Activity: Word for word, reproduce each entry.

Records supplied:
+-------+

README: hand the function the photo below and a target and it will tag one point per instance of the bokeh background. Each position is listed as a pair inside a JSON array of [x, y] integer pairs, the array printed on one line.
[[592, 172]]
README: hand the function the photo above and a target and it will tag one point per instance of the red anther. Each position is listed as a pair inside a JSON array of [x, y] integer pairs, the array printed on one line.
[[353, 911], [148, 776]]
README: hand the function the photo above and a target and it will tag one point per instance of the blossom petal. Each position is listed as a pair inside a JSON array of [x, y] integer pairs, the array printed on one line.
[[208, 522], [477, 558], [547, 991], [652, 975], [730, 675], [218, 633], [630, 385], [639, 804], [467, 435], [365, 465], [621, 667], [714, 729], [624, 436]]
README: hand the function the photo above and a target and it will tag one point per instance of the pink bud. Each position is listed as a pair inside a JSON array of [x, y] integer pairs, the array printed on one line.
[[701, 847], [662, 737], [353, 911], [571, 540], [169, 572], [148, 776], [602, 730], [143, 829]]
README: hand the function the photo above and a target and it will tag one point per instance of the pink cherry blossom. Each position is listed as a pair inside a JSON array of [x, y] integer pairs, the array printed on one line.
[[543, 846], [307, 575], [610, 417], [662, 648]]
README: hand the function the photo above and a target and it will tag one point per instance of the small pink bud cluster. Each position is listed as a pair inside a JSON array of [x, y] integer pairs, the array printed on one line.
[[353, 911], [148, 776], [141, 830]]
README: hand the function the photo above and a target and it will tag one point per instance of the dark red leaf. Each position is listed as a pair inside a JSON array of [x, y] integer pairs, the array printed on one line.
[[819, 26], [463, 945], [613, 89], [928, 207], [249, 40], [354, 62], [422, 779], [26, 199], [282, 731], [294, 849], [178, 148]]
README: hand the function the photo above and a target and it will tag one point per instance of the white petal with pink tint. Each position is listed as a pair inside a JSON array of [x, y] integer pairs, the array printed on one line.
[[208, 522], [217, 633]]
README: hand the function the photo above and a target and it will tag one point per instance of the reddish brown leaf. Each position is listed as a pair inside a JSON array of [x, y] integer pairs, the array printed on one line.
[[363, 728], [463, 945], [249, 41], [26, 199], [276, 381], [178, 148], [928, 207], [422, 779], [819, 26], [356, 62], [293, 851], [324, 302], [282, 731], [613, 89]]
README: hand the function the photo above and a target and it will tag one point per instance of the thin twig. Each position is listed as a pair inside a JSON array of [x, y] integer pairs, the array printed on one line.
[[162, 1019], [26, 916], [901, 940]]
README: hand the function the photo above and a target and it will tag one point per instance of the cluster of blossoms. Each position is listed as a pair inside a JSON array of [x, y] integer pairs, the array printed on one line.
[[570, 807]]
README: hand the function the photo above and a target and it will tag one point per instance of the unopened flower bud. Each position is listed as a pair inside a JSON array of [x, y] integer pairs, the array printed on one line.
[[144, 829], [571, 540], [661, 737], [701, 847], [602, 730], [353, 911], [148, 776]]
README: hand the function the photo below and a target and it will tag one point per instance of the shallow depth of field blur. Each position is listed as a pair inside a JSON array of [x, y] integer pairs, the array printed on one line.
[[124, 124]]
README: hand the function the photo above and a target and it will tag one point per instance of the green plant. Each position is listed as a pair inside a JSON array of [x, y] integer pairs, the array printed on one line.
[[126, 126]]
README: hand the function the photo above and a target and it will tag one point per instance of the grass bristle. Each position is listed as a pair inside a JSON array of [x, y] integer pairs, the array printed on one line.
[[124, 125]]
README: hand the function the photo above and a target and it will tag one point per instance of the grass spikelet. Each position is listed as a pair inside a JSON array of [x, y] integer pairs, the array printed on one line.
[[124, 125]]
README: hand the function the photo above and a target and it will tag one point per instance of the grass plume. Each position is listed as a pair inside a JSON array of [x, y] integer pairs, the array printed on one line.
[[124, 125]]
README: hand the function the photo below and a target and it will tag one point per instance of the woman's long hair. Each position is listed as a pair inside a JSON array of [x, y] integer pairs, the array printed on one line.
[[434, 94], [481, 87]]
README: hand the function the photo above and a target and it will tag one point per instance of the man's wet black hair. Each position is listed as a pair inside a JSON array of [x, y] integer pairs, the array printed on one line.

+-------+

Task solution:
README: hand the function the photo below and a target and it will tag one point per instance of the bokeh background. Each position is listed as a pair inside a JSON array of [x, y] integer pairs, the array printed on one line.
[[592, 172]]
README: hand the function the photo above and a target and it will tag one point per instance of the red anther. Each position is listed as a pair inside a JSON array of [x, y] integer pairs, the array printed on one line.
[[353, 911], [148, 776]]
README: hand the function the photo above and a target and it will tag one point per instance of the blossom petal. Each position is listed as a pair inside a JSON array of [x, y] integer pairs, the array printed on one line.
[[208, 522], [477, 558], [547, 991], [652, 975], [730, 675], [218, 633], [630, 385], [639, 804], [467, 435], [365, 465], [621, 667], [714, 729], [624, 436]]
README: hand the function the photo above and a target and it will tag one point per instance of the pink bud. Each position is listed as a pair inside a JSON array of [x, y] integer pairs, the array printed on one line.
[[701, 847], [662, 737], [353, 911], [571, 540], [169, 572], [148, 776], [602, 730], [143, 829]]
README: hand the function the photo above and a target and it will tag one point per instance of the pink cherry blossom. Each position is listed as a pair inside a JSON array of [x, y] integer pairs, the array printed on one line.
[[543, 846], [307, 575], [610, 417], [662, 648]]
README: hand the function the photo above and a target and it will tag one point per instance of the small pink bud cluster. Each position is listed as a pair inside a JSON array of [x, y] integer pairs, the array printed on one line.
[[353, 911], [148, 776], [141, 830]]
README: hand the function the photo above and a target and it will tag one point per instance of the dark red leaf. Each position is listed as a pair inside a JSON array of [x, y] integer pairs, the array printed on one line.
[[819, 26], [463, 945], [613, 89], [928, 207], [249, 40], [354, 62], [422, 779], [26, 199], [282, 731], [294, 849], [178, 148]]
README: hand the function the photo above and a target and it will tag one point per instance of the white petal with pink tint. Each position is listed as a pair inside a JSON array of [x, y] integer pairs, the array printed on one line.
[[208, 522], [217, 633]]
README: hand the function the photo above and a target and it will tag one point per instance of the reddish brown leaf. Each position is listed as a pair inside a JSON array of [x, y] integer pairs, the array printed on one line.
[[363, 728], [463, 945], [249, 41], [26, 199], [276, 381], [178, 148], [928, 207], [422, 779], [819, 26], [356, 62], [293, 851], [324, 302], [282, 731], [613, 89]]
README: hand the function the photo above and a target and it will tag one point per instance of the thin twig. Each position is listed as a pair inside a JSON array of [x, y] integer pairs, the array printed on one line.
[[162, 1019], [26, 916], [901, 940]]
README: hand the function the photo above and a target and it will tag one point per instance of the cluster of blossoms. Each position is listed as a pair inside a JSON array of [x, y] integer pairs, the array printed on one line.
[[570, 807]]
README: hand the function the photo above and a target and it will tag one point per instance of the unopened flower bud. Each position is listed as a pair inside a JSON array of [x, y] integer pairs, the array printed on one line.
[[144, 829], [571, 540], [661, 737], [701, 847], [602, 730], [353, 911], [148, 776]]
README: hand the function the photo below and a target and it will tag one point per instance of the shallow depth of field blur. Each position is listed as a pair inside a JSON array of [x, y] integer pairs, the array printed on one line.
[[124, 124]]
README: hand the function the photo above and a target and it will tag one point per instance of the green plant. Each position is listed as a pair inside a JSON array of [x, y] integer pairs, the array printed on one line.
[[126, 126]]
README: hand the function the photo above and a target and it will tag one point per instance of the grass bristle. Each position is listed as a pair inside a JSON array of [x, y] integer pairs, the array printed on one line.
[[124, 125]]
README: hand the function the photo above and a target and it will tag one point per instance of the grass spikelet. Each position is listed as a pair inside a JSON array of [x, y] integer pairs, the array printed on one line.
[[124, 125]]
README: hand the function the photo above and a target and it will tag one point per instance of the grass plume. Each position is listed as a pair inside a JSON array of [x, y] integer pairs, the array printed on one line.
[[124, 125]]
README: hand the function the photo below and a target and it will tag one point per instance of the woman's long hair. Each position is listed as a pair inside a JSON array of [x, y] integer pairs, the array printed on one line.
[[434, 94], [481, 87]]
README: hand the function the photo above and a target and it will tag one point per instance of the man's wet black hair. Each position is listed as a pair inside a JSON array of [x, y] integer pairs, the array printed on one line.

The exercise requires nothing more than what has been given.